Output the lines from the first one through the line containing "[242,187,301,242]", inclusive, as a JSON list of strings with one string per line, leaving out any blank lines.

⁂

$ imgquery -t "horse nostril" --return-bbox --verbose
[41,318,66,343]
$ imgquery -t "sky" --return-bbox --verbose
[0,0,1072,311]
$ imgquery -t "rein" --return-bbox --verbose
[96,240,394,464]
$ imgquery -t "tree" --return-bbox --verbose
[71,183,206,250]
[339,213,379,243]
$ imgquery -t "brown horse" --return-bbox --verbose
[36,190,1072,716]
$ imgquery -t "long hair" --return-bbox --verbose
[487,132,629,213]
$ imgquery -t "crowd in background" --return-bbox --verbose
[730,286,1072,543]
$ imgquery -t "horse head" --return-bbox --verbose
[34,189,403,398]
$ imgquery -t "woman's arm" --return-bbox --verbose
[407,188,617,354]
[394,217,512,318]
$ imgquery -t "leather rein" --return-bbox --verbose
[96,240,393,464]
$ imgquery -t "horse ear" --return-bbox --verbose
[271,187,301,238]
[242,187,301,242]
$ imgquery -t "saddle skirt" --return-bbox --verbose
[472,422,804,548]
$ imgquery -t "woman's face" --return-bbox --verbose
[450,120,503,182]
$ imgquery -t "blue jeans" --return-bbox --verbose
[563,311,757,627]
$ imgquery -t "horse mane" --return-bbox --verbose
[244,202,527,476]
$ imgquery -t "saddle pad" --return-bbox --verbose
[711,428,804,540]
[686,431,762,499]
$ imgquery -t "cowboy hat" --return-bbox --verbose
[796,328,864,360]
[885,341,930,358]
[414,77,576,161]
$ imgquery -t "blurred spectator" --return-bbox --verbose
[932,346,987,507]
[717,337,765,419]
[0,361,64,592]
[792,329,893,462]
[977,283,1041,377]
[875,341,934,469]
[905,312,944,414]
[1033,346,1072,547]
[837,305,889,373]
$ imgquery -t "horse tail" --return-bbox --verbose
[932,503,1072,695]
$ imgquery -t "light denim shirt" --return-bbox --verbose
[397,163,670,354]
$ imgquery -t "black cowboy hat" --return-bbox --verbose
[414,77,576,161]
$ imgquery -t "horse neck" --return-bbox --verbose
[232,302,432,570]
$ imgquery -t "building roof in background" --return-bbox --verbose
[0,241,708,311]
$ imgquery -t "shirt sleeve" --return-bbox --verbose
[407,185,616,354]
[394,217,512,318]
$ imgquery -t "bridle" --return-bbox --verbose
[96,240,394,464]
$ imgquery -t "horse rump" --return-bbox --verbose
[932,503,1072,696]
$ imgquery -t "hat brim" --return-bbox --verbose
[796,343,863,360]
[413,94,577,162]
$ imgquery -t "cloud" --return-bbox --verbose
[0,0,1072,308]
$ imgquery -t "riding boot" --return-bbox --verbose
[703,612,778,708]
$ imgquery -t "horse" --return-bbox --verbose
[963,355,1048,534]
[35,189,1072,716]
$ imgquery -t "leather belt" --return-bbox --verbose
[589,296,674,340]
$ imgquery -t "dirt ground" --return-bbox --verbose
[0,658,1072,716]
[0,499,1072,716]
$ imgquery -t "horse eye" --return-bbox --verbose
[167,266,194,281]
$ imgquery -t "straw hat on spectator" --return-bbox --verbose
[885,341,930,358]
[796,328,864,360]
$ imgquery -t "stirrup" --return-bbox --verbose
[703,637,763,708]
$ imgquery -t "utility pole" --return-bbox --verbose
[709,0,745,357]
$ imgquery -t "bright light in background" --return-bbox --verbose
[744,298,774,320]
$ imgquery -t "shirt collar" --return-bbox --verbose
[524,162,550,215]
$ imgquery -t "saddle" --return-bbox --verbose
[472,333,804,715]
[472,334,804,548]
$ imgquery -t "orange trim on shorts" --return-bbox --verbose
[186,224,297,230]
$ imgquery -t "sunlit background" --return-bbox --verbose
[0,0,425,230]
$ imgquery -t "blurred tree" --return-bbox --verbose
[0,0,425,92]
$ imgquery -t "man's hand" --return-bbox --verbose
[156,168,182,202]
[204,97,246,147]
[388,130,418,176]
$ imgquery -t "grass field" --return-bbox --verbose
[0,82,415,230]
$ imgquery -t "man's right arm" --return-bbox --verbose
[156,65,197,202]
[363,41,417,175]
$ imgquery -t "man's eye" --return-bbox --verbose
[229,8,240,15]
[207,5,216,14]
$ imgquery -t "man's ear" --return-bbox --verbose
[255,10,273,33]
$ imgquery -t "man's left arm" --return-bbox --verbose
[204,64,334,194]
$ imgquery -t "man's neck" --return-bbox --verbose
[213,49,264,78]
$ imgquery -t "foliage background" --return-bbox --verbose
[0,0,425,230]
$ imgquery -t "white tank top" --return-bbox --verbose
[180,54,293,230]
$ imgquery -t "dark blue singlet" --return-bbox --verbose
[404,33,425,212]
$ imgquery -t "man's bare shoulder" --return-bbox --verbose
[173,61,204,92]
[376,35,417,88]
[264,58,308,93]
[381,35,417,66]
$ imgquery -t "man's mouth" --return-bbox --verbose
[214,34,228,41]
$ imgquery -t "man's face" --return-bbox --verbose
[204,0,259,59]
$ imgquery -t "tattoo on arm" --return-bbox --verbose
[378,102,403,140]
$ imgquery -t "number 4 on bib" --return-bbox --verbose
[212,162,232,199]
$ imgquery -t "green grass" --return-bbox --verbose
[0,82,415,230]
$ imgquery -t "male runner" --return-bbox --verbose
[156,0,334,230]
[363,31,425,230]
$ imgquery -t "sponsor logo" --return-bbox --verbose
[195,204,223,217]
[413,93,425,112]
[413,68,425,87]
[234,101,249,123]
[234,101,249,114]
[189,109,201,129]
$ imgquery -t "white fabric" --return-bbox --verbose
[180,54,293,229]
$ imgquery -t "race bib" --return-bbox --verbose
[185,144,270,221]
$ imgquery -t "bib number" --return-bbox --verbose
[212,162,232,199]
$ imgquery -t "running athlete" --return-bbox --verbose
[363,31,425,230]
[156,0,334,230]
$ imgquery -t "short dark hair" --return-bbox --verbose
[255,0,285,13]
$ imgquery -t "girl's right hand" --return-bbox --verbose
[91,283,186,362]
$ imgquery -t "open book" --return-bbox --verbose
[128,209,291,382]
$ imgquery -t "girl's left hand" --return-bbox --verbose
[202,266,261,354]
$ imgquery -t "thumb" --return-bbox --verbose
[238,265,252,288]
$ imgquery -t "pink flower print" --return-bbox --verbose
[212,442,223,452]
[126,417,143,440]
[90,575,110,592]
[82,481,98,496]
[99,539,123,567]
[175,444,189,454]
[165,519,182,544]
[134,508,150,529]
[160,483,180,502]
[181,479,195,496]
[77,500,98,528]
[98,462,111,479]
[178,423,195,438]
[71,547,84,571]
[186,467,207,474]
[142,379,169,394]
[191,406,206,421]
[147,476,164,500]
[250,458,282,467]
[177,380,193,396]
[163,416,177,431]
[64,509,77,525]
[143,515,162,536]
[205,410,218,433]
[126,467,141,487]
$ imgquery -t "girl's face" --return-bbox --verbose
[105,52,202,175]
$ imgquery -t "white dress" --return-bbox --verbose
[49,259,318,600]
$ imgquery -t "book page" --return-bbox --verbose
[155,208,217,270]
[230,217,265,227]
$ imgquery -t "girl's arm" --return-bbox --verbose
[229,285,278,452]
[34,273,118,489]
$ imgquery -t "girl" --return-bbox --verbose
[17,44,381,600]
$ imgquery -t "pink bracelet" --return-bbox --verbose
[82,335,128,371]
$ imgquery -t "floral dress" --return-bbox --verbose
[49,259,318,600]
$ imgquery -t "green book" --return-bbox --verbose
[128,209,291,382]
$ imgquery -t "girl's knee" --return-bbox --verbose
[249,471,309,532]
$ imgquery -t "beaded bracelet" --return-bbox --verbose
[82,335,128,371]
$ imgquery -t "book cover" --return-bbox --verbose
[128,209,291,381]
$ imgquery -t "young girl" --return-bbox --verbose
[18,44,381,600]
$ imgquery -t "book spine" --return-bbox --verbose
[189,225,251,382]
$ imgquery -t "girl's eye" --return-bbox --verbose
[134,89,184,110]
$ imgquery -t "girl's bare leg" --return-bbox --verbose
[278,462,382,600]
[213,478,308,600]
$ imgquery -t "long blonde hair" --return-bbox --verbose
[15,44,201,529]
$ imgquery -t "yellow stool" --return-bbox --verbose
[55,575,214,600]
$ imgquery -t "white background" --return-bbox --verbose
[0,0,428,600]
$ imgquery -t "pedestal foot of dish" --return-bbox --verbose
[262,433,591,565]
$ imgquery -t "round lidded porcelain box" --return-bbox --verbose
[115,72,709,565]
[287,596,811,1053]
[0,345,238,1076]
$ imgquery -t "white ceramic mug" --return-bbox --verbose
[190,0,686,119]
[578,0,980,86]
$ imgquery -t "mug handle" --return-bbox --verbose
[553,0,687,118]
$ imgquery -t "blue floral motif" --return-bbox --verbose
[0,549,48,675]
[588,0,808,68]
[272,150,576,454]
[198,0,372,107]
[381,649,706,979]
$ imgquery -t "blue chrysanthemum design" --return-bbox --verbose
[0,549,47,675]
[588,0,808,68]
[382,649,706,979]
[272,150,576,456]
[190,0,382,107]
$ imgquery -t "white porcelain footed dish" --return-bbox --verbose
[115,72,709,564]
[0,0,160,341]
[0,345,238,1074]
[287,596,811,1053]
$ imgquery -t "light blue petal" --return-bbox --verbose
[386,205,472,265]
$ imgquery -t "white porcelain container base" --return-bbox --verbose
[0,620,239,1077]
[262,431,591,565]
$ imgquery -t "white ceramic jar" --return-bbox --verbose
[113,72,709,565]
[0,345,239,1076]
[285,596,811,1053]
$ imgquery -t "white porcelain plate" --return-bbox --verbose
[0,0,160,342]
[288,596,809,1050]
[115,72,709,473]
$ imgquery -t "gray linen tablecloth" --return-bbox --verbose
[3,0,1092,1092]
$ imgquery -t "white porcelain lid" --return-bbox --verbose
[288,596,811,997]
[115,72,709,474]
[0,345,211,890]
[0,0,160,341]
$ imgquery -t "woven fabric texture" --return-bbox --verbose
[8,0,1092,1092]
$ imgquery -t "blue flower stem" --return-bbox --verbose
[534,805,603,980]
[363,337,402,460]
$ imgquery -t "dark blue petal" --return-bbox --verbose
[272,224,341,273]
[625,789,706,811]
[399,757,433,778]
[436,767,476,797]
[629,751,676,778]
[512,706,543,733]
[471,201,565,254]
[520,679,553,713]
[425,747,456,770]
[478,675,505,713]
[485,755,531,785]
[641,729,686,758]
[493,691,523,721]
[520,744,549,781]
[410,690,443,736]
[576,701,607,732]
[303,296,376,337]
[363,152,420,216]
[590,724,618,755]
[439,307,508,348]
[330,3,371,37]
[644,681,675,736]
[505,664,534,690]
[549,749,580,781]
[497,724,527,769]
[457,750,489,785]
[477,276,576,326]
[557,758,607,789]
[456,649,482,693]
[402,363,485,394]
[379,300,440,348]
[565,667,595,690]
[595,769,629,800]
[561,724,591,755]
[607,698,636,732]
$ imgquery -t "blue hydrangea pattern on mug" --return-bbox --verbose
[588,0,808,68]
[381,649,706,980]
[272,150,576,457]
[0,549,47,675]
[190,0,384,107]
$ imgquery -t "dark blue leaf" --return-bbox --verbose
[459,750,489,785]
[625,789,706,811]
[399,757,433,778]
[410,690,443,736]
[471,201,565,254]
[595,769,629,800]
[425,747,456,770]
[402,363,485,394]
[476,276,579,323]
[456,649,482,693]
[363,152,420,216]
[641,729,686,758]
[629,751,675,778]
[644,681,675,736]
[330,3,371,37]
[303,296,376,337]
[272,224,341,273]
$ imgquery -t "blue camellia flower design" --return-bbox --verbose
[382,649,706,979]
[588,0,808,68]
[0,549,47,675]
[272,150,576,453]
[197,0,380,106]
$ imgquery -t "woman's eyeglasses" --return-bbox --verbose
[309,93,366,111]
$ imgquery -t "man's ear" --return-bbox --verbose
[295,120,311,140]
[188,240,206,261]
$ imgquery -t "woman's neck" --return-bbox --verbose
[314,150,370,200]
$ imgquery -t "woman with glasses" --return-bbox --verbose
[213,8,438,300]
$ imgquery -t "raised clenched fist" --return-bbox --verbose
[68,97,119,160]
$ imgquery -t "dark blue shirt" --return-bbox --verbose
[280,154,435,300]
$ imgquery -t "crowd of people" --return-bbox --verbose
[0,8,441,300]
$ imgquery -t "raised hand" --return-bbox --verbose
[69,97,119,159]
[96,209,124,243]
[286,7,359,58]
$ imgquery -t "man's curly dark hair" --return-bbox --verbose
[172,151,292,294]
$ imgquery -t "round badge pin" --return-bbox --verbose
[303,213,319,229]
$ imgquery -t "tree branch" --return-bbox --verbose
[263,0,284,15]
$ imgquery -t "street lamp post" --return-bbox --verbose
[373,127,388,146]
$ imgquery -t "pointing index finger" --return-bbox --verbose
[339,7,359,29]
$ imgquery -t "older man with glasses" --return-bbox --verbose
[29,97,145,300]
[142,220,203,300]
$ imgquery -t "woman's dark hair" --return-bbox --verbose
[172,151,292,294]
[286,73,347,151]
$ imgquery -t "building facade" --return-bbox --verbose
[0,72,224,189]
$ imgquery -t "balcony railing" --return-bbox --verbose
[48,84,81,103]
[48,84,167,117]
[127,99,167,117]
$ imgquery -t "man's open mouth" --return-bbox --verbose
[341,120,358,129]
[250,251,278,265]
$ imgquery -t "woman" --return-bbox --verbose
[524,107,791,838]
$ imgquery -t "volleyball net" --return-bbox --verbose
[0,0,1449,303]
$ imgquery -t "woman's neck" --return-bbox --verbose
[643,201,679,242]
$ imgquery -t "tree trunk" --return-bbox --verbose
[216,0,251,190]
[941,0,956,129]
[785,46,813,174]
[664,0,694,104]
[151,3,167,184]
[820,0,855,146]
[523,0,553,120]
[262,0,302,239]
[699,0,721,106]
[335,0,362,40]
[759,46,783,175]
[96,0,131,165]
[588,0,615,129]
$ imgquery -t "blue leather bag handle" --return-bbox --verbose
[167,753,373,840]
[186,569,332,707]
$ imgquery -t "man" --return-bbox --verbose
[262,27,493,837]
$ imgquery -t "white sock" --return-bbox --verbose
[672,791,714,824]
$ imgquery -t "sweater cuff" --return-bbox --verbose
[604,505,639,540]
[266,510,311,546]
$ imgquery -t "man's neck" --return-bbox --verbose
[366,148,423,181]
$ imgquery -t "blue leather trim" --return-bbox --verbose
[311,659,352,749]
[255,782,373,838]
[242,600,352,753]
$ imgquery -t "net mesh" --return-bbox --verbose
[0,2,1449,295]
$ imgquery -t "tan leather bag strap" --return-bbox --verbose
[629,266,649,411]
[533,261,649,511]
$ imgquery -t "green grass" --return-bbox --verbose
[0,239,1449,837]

⁂

▶ **The response**
[
  "$ imgquery -t \"horse nostril\" --return-bbox --verbose",
  "[41,318,66,343]",
  "$ imgquery -t \"sky\" --return-bbox --verbose",
  "[0,0,1072,311]",
  "$ imgquery -t \"rein\" --return-bbox --verbose",
  "[96,240,394,464]",
  "$ imgquery -t \"tree\" --return-bbox --verbose",
  "[71,183,206,250]",
  "[339,213,379,243]",
  "$ imgquery -t \"brown horse\" --return-bbox --verbose",
  "[36,190,1072,716]",
  "$ imgquery -t \"long hair\" --return-bbox --verbose",
  "[487,132,629,213]",
  "$ imgquery -t \"crowd in background\" --return-bbox --verbose",
  "[730,286,1072,543]",
  "$ imgquery -t \"horse head\" --return-bbox --verbose",
  "[34,189,403,398]",
  "$ imgquery -t \"woman's arm\" --return-bbox --verbose",
  "[407,188,617,354]",
  "[394,217,512,318]",
  "$ imgquery -t \"leather rein\" --return-bbox --verbose",
  "[96,240,393,464]",
  "$ imgquery -t \"horse ear\" --return-bbox --verbose",
  "[271,187,301,238]",
  "[242,187,301,242]"
]